## CONSIGNES DE TRAVAIL
A: Quelles difficultés actuelles du couple de Julie et Jules le texte sur l'ordre des naissances énumère-t-il ? Citez-les toutes.
B: Réécrivez le passage du texte sur l'ordre des naissances allant de « Entre l’abandon et » jusqu'à « très bien ainsi. », en remplaçant « mystérieux » par « énigmatique ».
C: Répondez à ces questions sur le texte sur l'ordre des naissances :
(i) Quel âge Julie a-t-elle aujourd'hui ?
(ii) Depuis combien de temps vit-elle avec Jules ?
(iii) Dans quelle université Armand Lequeux est-il professeur émérite de sexologie ?
=== TEXTE SOURCE ===
Entre l’abandon et l’envahissement

La position que l’on occupe dans l’ordre des naissances dans notre famille d’origine peut s’avérer très importante pour la compréhension de notre personnalité, même s’il convient sans doute de ne pas l’utiliser à tort et à travers pour tout expliquer. Notre développement psychique est évidemment multifactoriel, il reste largement mystérieux et c’est très bien ainsi.

Par Armand Lequeux, professeur émérite de sexologie à l’UCL

Quoi qu’il en soit, je vous présente Julie. Lorsqu’elle évoque son enfance, elle se plaint d’un manque d’attention, d’un trop peu d’amour de la part de ses parents. Ceux-ci, dit-elle, préféraient sa grande sœur dotée de toutes les qualités et se préoccupaient beaucoup des deux garçons plus jeunes. À tort ou à raison, elle s’est sentie négligée et négligeable. Aujourd’hui encore, à trente ans, elle souffre d’une blessure d’abandon. Elle vit en couple avec Jules. Elle l’aime. Elle fut séduite par sa force qui allait pouvoir la protéger toujours et ne l’abandonner jamais. Actuellement, après cinq ans de vie commune, ça ne se passe pas trop bien entre eux : trop de silences, peu d’échanges, peu de vie qui circule. L’horloge biologique et son désir lui disent qu’il serait temps d’envisager de mettre un bébé en route, mais Jules n’est guère enthousiaste.
=== ENTRÉES PRÉSENTÉES ===
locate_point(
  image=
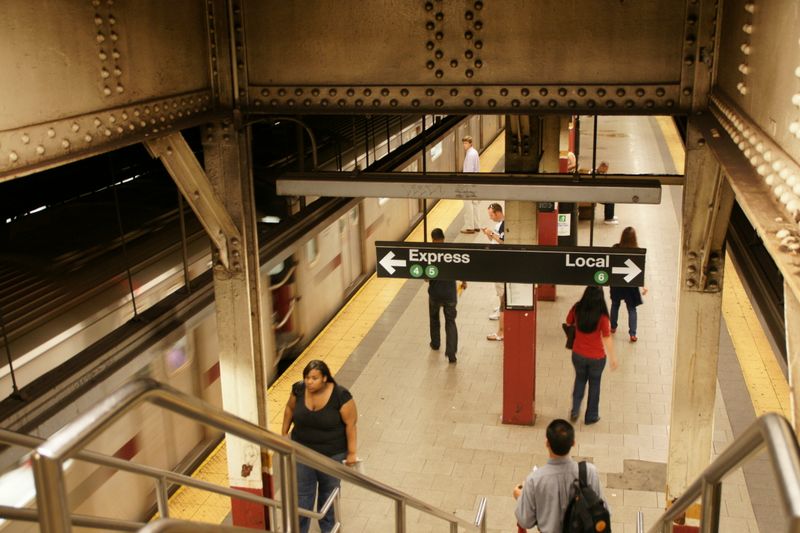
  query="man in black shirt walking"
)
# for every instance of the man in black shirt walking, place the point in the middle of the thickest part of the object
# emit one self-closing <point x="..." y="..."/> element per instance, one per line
<point x="443" y="293"/>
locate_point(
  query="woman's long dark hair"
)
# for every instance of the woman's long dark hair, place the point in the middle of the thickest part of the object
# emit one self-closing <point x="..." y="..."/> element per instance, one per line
<point x="590" y="308"/>
<point x="316" y="364"/>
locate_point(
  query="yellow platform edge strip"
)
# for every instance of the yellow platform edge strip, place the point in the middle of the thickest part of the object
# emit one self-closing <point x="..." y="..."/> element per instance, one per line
<point x="768" y="387"/>
<point x="350" y="325"/>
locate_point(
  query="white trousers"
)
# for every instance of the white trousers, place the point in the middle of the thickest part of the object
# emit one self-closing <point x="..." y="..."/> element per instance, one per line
<point x="471" y="214"/>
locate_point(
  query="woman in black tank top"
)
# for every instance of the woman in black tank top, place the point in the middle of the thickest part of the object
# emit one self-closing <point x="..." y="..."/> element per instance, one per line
<point x="324" y="417"/>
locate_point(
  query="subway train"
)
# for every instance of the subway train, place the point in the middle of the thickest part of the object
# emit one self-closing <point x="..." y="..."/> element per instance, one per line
<point x="307" y="288"/>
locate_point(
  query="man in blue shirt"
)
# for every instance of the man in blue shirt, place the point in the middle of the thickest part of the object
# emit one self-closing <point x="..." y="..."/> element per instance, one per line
<point x="543" y="499"/>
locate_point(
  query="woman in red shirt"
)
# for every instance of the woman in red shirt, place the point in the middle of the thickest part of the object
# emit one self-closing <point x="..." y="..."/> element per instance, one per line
<point x="592" y="344"/>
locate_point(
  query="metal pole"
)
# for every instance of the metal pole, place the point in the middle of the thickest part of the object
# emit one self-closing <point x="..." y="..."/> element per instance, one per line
<point x="355" y="152"/>
<point x="400" y="516"/>
<point x="8" y="355"/>
<point x="184" y="246"/>
<point x="51" y="498"/>
<point x="366" y="142"/>
<point x="594" y="176"/>
<point x="424" y="171"/>
<point x="289" y="517"/>
<point x="161" y="497"/>
<point x="712" y="495"/>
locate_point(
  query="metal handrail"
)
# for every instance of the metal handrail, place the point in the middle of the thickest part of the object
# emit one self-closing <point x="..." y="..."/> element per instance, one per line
<point x="159" y="475"/>
<point x="48" y="458"/>
<point x="770" y="430"/>
<point x="95" y="522"/>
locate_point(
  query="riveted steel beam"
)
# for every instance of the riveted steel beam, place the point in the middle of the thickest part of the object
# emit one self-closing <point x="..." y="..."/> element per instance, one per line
<point x="478" y="186"/>
<point x="179" y="160"/>
<point x="707" y="201"/>
<point x="515" y="98"/>
<point x="34" y="148"/>
<point x="482" y="57"/>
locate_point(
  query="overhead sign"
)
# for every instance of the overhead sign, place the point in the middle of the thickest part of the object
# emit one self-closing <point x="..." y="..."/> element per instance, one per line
<point x="514" y="263"/>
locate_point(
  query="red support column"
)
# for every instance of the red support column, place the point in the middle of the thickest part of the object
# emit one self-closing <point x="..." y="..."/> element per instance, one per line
<point x="519" y="365"/>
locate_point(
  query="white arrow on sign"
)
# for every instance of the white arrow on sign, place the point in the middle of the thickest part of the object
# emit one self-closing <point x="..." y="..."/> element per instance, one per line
<point x="631" y="270"/>
<point x="389" y="262"/>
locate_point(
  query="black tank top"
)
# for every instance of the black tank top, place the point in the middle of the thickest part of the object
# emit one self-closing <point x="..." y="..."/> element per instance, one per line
<point x="323" y="431"/>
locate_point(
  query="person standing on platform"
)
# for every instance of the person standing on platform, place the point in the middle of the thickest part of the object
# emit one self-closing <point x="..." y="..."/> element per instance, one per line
<point x="497" y="235"/>
<point x="608" y="209"/>
<point x="324" y="417"/>
<point x="443" y="294"/>
<point x="592" y="345"/>
<point x="471" y="164"/>
<point x="543" y="499"/>
<point x="630" y="295"/>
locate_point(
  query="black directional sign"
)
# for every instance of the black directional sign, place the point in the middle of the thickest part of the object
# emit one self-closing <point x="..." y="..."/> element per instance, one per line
<point x="514" y="263"/>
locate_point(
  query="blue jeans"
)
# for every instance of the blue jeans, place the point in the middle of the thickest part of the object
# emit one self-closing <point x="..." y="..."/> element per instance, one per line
<point x="312" y="483"/>
<point x="632" y="319"/>
<point x="590" y="370"/>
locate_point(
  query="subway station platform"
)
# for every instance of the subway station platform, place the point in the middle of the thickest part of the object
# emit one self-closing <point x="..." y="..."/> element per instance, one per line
<point x="434" y="429"/>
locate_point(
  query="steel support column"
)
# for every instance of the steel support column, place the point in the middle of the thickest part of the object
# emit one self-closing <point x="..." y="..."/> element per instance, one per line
<point x="184" y="168"/>
<point x="237" y="293"/>
<point x="707" y="201"/>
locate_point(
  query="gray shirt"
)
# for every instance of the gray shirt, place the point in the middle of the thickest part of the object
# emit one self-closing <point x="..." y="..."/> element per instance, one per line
<point x="547" y="491"/>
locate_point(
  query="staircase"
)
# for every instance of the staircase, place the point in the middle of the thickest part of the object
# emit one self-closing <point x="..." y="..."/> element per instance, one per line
<point x="48" y="460"/>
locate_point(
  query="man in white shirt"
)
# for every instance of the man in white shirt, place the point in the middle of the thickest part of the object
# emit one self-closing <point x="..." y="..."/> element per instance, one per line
<point x="497" y="235"/>
<point x="471" y="164"/>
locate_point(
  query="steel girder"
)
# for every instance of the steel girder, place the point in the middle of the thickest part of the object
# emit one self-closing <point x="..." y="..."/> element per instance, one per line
<point x="82" y="78"/>
<point x="563" y="56"/>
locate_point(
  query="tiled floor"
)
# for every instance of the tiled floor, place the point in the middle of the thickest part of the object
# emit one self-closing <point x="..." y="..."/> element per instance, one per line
<point x="433" y="430"/>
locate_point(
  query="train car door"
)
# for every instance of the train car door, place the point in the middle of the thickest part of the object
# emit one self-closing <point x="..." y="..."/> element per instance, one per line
<point x="349" y="236"/>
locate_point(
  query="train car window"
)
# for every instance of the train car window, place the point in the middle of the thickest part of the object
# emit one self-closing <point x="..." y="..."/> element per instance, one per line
<point x="177" y="357"/>
<point x="312" y="250"/>
<point x="277" y="269"/>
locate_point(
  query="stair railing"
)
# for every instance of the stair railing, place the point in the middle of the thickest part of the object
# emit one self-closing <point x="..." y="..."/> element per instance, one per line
<point x="771" y="431"/>
<point x="162" y="479"/>
<point x="49" y="457"/>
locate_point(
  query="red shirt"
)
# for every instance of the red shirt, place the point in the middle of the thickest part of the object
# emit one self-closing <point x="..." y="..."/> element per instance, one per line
<point x="590" y="345"/>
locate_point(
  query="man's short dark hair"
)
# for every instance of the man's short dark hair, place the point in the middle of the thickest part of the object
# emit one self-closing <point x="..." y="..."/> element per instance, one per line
<point x="560" y="436"/>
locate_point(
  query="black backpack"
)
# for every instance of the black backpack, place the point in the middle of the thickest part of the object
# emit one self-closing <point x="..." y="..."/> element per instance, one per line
<point x="586" y="512"/>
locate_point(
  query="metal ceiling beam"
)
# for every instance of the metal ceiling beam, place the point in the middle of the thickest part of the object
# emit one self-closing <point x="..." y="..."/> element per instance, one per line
<point x="34" y="148"/>
<point x="614" y="188"/>
<point x="178" y="158"/>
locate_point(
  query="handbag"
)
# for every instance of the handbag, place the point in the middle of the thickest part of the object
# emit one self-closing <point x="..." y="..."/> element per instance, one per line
<point x="569" y="331"/>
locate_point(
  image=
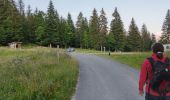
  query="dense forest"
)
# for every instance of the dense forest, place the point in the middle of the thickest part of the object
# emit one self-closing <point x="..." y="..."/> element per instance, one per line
<point x="45" y="28"/>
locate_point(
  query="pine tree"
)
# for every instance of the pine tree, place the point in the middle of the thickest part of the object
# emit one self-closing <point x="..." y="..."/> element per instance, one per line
<point x="118" y="31"/>
<point x="39" y="26"/>
<point x="51" y="29"/>
<point x="153" y="38"/>
<point x="82" y="31"/>
<point x="134" y="38"/>
<point x="165" y="37"/>
<point x="70" y="31"/>
<point x="79" y="30"/>
<point x="103" y="28"/>
<point x="94" y="30"/>
<point x="64" y="36"/>
<point x="21" y="7"/>
<point x="30" y="26"/>
<point x="85" y="37"/>
<point x="146" y="38"/>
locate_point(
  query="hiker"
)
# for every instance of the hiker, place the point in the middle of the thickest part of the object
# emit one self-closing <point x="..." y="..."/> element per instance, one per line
<point x="155" y="73"/>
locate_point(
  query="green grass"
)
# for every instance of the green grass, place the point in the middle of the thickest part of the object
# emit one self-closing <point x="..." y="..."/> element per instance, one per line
<point x="36" y="74"/>
<point x="86" y="50"/>
<point x="134" y="60"/>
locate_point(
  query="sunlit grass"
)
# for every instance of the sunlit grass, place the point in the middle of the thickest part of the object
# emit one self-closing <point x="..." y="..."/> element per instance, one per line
<point x="37" y="74"/>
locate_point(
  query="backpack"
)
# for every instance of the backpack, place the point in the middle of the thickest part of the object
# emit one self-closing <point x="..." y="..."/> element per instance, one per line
<point x="161" y="73"/>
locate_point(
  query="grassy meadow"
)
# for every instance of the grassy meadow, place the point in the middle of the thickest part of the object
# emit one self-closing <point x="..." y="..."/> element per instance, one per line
<point x="37" y="74"/>
<point x="133" y="59"/>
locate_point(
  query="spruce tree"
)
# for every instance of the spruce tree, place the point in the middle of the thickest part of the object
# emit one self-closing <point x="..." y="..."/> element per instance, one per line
<point x="94" y="30"/>
<point x="118" y="31"/>
<point x="70" y="31"/>
<point x="165" y="37"/>
<point x="79" y="30"/>
<point x="146" y="38"/>
<point x="134" y="38"/>
<point x="51" y="32"/>
<point x="102" y="28"/>
<point x="153" y="38"/>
===
## CORRIGÉ DES EXERCICES
A: trop de silences ; peu d'échanges ; peu de vie qui circule

B:
Entre l’abandon et l’envahissement

La position que l’on occupe dans l’ordre des naissances dans notre famille d’origine peut s’avérer très importante pour la compréhension de notre personnalité, même s’il convient sans doute de ne pas l’utiliser à tort et à travers pour tout expliquer. Notre développement psychique est évidemment multifactoriel, il reste largement énigmatique et c’est très bien ainsi.

C:
(i) Trente ans.
(ii) Cinq ans.
(iii) L'UCL.